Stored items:
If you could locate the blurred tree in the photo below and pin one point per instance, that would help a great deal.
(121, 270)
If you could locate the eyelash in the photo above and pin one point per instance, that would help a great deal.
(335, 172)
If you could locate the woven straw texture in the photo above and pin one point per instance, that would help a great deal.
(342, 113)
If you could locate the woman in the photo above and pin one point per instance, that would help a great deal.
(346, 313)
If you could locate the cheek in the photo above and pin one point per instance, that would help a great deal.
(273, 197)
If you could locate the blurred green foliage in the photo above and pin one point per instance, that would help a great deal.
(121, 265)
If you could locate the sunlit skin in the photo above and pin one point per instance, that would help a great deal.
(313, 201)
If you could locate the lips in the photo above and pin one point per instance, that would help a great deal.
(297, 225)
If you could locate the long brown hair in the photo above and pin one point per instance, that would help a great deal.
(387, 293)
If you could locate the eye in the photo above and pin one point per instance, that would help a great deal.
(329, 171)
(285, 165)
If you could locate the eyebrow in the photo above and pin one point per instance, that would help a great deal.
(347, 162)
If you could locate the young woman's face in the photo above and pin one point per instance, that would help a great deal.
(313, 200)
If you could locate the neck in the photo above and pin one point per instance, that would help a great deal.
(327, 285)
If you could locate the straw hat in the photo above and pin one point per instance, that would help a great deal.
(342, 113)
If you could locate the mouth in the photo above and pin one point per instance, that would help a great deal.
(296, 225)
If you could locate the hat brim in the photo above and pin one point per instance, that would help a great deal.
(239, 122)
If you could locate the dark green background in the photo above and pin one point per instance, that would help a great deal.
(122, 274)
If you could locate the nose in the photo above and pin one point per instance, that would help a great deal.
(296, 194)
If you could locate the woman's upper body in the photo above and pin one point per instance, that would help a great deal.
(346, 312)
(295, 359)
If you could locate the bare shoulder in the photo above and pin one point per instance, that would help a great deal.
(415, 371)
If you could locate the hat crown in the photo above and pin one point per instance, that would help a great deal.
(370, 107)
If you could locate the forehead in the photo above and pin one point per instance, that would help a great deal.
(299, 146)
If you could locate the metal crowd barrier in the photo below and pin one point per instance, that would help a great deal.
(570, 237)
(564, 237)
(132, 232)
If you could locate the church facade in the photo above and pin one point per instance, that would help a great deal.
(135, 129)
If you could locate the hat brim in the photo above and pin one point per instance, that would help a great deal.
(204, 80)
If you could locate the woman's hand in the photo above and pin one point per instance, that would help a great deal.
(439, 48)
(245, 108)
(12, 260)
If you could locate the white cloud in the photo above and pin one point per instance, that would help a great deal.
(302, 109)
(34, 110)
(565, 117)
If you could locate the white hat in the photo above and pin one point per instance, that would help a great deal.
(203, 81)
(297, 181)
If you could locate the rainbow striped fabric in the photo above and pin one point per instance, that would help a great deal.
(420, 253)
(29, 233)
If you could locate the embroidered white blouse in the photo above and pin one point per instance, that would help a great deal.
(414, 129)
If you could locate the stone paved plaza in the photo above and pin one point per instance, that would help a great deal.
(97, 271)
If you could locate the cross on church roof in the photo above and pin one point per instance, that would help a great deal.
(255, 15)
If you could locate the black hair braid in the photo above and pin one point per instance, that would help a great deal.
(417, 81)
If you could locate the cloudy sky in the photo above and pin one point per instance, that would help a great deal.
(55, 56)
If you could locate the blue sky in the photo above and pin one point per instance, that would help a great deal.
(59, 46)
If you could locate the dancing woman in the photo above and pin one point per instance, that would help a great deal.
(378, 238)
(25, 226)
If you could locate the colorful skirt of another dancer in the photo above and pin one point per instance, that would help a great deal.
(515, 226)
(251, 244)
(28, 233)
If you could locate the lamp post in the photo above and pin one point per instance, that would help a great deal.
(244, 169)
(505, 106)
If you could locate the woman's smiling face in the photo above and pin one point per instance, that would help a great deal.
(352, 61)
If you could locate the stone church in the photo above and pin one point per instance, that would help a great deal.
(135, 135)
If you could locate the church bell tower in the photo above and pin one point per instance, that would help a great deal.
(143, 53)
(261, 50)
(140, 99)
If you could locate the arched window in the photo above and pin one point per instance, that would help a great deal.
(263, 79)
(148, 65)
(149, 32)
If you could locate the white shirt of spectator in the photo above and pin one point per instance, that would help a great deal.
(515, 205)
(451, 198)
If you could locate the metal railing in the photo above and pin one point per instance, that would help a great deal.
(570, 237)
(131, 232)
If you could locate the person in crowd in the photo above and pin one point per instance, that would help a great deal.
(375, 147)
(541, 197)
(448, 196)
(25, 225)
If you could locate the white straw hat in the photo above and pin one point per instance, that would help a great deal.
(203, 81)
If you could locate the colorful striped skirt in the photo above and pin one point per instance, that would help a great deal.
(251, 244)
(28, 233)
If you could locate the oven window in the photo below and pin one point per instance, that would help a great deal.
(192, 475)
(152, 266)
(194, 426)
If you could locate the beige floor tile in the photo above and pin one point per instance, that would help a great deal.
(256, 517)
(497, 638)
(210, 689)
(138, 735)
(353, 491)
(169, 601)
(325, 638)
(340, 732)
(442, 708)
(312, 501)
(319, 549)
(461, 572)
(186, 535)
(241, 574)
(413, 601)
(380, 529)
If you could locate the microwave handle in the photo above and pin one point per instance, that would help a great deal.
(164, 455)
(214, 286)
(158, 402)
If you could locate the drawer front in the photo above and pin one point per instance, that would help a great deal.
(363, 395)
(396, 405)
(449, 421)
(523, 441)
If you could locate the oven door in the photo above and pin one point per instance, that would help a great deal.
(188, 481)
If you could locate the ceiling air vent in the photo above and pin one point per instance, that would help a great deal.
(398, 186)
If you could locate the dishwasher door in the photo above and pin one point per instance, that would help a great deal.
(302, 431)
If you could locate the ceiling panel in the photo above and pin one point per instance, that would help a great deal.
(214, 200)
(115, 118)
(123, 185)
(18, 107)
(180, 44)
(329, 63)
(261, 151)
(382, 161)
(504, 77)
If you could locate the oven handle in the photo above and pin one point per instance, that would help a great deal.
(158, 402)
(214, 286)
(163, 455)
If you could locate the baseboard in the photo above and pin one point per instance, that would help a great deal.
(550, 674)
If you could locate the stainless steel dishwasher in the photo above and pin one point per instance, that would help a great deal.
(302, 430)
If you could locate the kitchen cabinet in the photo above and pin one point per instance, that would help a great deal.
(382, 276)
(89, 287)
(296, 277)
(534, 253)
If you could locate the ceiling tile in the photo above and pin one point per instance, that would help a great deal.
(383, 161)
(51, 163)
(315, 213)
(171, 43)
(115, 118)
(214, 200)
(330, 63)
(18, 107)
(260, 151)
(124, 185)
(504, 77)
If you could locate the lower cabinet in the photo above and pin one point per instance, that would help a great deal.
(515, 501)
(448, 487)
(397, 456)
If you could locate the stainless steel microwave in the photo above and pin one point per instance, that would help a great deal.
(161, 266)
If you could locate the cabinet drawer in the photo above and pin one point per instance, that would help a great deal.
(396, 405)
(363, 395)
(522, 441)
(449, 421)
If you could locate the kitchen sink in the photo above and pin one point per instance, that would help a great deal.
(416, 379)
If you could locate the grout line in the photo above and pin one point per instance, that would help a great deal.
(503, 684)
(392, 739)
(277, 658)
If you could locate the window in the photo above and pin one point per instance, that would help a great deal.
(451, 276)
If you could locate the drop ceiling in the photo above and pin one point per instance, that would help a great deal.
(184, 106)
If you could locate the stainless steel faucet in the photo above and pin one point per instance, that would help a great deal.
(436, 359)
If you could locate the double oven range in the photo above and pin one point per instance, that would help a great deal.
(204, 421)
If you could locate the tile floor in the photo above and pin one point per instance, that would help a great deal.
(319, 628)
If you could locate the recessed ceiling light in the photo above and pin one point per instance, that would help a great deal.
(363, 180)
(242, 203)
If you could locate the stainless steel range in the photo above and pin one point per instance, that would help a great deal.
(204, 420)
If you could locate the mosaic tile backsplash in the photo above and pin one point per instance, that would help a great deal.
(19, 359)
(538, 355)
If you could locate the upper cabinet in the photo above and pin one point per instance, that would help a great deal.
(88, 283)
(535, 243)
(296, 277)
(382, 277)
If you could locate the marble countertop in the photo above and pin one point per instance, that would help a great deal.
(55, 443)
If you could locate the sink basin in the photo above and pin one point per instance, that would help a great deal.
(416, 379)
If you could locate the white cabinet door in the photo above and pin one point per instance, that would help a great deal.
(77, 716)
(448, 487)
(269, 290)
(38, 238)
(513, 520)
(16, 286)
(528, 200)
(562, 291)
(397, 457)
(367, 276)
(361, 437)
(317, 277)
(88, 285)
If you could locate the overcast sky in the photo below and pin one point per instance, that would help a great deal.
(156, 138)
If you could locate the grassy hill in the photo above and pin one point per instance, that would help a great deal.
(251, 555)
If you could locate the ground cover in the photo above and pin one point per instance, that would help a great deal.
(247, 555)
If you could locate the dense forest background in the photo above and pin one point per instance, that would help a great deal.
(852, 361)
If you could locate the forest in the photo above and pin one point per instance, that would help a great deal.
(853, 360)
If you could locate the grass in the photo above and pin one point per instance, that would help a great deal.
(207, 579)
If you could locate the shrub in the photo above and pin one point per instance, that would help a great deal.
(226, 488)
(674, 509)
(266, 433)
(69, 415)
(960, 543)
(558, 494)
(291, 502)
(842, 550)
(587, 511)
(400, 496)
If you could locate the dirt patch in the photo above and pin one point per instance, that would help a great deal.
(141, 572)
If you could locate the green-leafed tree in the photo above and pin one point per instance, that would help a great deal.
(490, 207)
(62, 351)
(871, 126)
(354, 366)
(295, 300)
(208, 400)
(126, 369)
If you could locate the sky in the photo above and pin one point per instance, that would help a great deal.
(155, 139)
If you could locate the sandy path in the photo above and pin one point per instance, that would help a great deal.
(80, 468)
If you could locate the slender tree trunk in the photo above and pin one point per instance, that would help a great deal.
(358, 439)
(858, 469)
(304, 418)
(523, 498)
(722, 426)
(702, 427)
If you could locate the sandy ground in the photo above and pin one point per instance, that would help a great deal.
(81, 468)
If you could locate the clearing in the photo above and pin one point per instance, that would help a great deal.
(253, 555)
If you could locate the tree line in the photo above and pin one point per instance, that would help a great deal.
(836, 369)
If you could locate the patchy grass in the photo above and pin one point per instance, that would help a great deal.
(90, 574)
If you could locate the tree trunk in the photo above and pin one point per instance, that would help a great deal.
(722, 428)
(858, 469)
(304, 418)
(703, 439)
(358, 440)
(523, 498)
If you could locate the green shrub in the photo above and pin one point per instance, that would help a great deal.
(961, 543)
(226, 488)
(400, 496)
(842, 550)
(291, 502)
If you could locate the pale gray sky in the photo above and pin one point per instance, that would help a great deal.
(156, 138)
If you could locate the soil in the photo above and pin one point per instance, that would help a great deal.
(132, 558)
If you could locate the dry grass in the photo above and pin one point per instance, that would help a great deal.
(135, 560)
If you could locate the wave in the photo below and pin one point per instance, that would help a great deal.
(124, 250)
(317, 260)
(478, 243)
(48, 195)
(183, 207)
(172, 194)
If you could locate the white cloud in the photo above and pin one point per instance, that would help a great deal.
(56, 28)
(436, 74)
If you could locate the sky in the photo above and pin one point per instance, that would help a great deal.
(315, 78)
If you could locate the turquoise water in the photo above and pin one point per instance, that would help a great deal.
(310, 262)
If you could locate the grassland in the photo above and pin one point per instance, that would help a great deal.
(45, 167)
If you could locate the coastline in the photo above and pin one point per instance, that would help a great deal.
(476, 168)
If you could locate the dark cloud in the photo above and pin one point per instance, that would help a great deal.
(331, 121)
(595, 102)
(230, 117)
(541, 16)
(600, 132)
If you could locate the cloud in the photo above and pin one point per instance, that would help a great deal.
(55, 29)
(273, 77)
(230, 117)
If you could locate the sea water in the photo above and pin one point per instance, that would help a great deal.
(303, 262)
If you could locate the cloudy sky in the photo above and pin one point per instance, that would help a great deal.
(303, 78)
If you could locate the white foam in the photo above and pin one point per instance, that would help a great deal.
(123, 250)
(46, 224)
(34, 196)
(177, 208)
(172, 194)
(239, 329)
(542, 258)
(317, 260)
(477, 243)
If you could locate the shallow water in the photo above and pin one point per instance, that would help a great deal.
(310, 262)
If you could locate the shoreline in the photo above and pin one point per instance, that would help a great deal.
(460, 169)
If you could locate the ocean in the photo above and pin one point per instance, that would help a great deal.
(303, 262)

What is required: Write out only those lines of the entries that lie between the line containing "If you could locate the shallow" and the last line, inclusive, reproducing them exactly.

Finished exercise:
If you could locate the shallow water in the photo above and pin one point per instance, that would help a great deal.
(310, 262)
If you could locate the shoreline in the photo above and pin one point per instance, that would help a great deal.
(460, 169)
If you could locate the ocean in the photo above and pin one point per instance, that would help a great deal.
(303, 262)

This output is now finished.